Skip to content

1. Getting Started

Initialization

Deployment of the analysis workflow (-p sarscov2) requires the initalization of the pipeline. This step will create the directory structure needed for the pipeline, will create log files for documentation and will copy the necessary manifests and config files to their appropriate locations for pipeline control.

  1. Change working directory to the analysis pipeline directory
  2. Run initialization
#1 change to the working directory
cd SARS_CoV_2_Workflow

#2 run workflow command: initialize
bash run_analysis_pipeline.sh -p init -n name_of_project

Configuration Files

After completion of the initialization step, configuration files may be edited according to the project. These include:

1. PIPELINE Config

  • Description: This configuration file controls all metadata associated with the project, as well as pipeline specific parameters. Within this configuration file software versions can be selected and batch size can be controlled. GISAID-related parameters (optional and required) are also included in this configuration file.
  • Location: /name_of_project/logs/config/config_pipeline.yaml

2. CECRET Config

  • Description: This configuration file controls all the features associated with the CECRET workflow.
  • Location: /name_of_project/logs/config/config_cecret.config

3. MULTIQC Config

  • Description: This configuration file controls all the features associated with the MULTIQC report generated upon pipeline completion.
  • Location: /name_of_project/logs/config/config_multiqc.yaml

Configuration Files

  • Required:

  • Submitter: enter your GISAID-Username

  • Type: default must remain betacoronavirus
  • Passage details/history: Original, Vero
  • Host: Human, Environment, Canine, Manis javanica, Rhinolophus affinis, etc
  • Gender: set to unkonwn for all
  • Patient status: Hospitalized, Released, Live, Deceased, or unknown
  • Outbreak: Date, Location, type of gathering (Family cluster, etc.)

**SUPPLIED DATA:**
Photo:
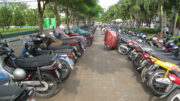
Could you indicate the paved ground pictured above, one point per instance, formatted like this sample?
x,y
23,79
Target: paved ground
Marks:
x,y
103,76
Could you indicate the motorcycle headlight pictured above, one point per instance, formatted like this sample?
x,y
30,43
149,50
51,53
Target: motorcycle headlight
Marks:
x,y
171,44
163,48
172,78
154,38
161,41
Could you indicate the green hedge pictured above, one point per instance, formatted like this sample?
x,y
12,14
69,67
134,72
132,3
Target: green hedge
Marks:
x,y
146,30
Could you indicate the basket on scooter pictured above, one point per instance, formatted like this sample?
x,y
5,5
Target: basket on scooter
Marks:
x,y
110,39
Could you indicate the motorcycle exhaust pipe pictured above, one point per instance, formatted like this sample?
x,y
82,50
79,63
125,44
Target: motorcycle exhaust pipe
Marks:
x,y
123,46
36,84
164,81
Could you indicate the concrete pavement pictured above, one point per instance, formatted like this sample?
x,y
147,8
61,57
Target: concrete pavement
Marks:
x,y
103,76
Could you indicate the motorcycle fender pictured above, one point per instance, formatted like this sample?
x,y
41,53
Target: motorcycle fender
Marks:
x,y
123,46
68,61
174,86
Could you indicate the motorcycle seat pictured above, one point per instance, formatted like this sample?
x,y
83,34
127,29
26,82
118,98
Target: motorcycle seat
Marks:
x,y
34,62
60,47
10,92
177,73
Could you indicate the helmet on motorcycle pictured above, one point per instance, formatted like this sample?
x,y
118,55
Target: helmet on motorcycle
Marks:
x,y
154,38
144,36
19,74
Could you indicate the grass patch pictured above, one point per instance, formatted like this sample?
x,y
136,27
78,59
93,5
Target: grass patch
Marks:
x,y
16,30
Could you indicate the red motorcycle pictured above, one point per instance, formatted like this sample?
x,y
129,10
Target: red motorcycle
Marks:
x,y
110,40
174,88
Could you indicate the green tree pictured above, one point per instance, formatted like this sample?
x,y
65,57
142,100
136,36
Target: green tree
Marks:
x,y
41,8
18,18
31,17
5,17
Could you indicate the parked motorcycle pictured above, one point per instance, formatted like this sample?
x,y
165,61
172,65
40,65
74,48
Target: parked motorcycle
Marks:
x,y
16,93
35,72
110,40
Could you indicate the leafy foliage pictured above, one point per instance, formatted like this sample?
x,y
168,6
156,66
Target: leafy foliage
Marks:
x,y
5,17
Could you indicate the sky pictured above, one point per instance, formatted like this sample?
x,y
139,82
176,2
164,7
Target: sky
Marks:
x,y
107,3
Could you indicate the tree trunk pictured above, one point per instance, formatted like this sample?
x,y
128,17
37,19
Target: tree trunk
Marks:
x,y
56,13
165,22
86,19
41,23
41,12
175,23
67,14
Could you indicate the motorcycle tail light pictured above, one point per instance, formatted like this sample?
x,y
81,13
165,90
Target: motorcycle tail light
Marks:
x,y
145,55
171,77
70,56
153,60
137,49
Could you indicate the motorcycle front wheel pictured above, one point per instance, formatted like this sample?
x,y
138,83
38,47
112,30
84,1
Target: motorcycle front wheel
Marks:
x,y
89,42
52,85
157,88
121,50
107,47
64,71
175,96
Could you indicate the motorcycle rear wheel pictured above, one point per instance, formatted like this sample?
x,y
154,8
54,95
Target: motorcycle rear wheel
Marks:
x,y
89,42
157,89
107,47
121,51
175,96
65,71
52,85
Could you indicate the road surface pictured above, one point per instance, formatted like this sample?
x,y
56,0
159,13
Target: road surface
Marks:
x,y
103,76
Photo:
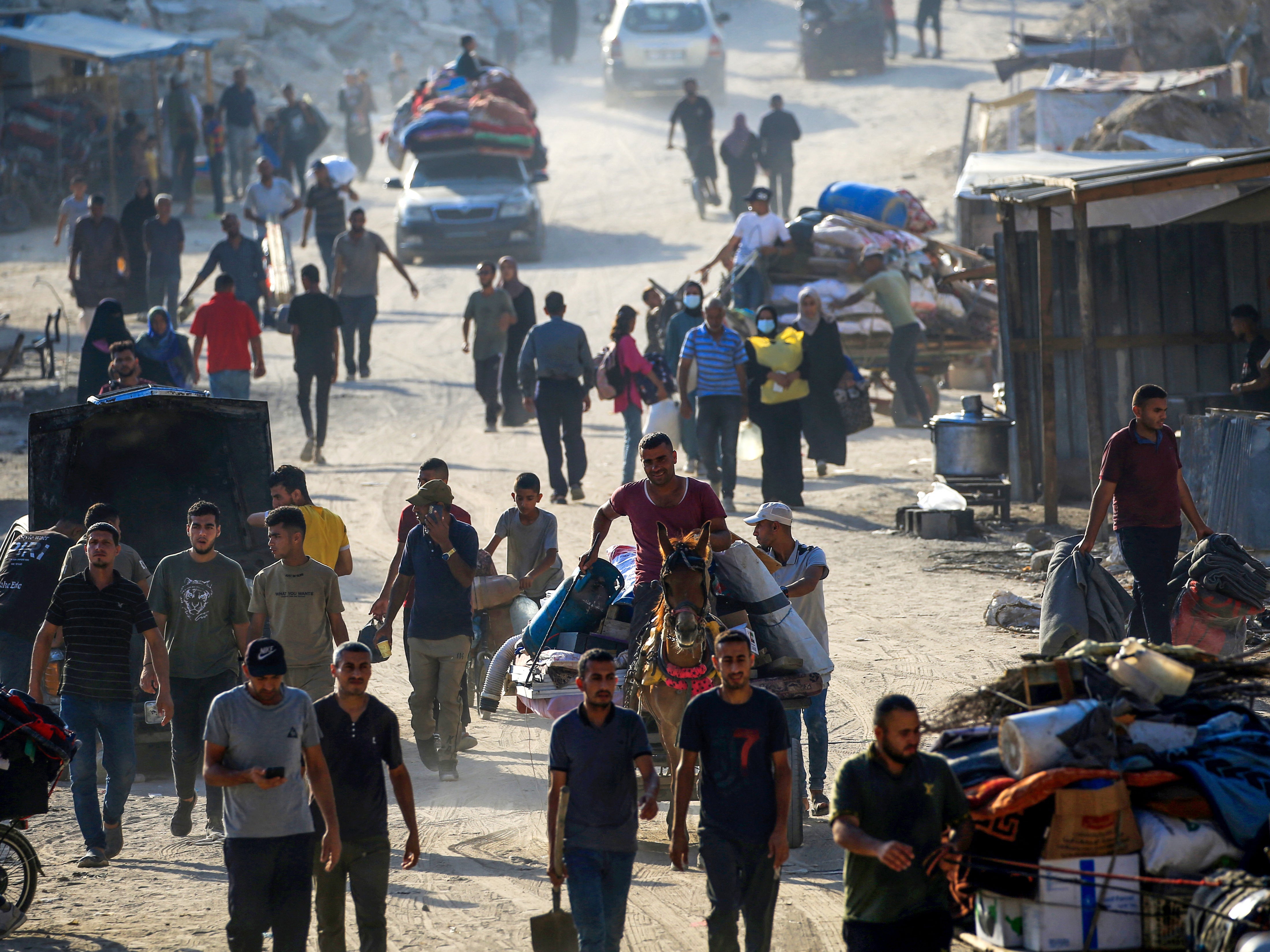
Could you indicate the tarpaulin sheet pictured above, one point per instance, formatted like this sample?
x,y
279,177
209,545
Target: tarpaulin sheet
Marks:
x,y
98,39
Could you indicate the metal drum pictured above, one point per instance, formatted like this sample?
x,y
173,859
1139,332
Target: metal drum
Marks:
x,y
975,442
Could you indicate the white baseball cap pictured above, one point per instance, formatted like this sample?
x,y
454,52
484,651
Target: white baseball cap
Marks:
x,y
775,512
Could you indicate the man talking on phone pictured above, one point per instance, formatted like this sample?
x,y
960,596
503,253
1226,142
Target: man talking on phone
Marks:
x,y
437,564
262,742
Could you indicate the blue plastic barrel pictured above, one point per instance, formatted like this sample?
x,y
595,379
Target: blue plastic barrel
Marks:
x,y
587,605
878,204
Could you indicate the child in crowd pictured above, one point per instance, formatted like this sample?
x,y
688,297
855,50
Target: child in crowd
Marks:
x,y
533,550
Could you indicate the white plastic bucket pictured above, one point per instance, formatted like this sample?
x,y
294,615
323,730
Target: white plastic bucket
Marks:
x,y
1029,742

**PROBLEM REQUIREMENTS:** Please continue the SARS-CoV-2 pipeline setup guide above, starting right after its last line.

**EXERCISE ANSWER:**
  • Last vaccinated: provide details if applicable
  • Treatment: Include drug name, dosage
  • Sequencing technology: Illumina Miseq, Sanger, Nanopore MinION, Ion Torrent, etc.
  • Originating lab: Where sequence data have been generated
  • Address: Address of originating lab
  • Submitting lab: Where sequence data is being submitted to GISAID
  • Address: Address of submitting lab
  • Authors: a comma separated list of Authors with complete First followed by Last Name

  • Optional:

  • Additional location information: Cruise Ship, Convention, Live animal market

  • Additional host information: Patient infected while traveling in ….
  • Sampling Strategy: Sentinel surveillance (ILI), Sentinel surveillance (ARI), Sentinel surveillance (SARI), Non-sentinel-surveillance (hospital), Non-sentinel-surveillance (GP network), Longitudinal sampling on same patient(s), S gene dropout
  • Specimen source: Sputum, Alveolar lavage fluid, Oro-pharyngeal swab, Blood, Tracheal swab, Urine, Stool, Cloakal swab, Organ, Feces, Other
  • Assembly method: CLC Genomics Workbench 12, Geneious 10.2.4, SPAdes/MEGAHIT v1.2.9, UGENE v. 33, etc.
  • Coverage: 70x, 1,000x, 10,000x (average)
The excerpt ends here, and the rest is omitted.